::: Materials provided :::

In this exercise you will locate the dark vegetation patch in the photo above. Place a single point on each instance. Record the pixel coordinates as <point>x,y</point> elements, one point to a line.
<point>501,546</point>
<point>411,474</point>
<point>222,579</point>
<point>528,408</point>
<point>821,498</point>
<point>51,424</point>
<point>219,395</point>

:::

> **Job**
Render all the data above as a JSON list of strings, with one string per line and blank lines omitted.

> **Exercise result**
[
  "In this exercise you will locate the dark vegetation patch in the photo above. Place a single point on each instance. Record the pixel coordinates as <point>x,y</point> elements, one point to a line.",
  "<point>501,546</point>",
  "<point>411,474</point>",
  "<point>222,579</point>",
  "<point>528,408</point>",
  "<point>821,498</point>",
  "<point>51,424</point>",
  "<point>219,395</point>"
]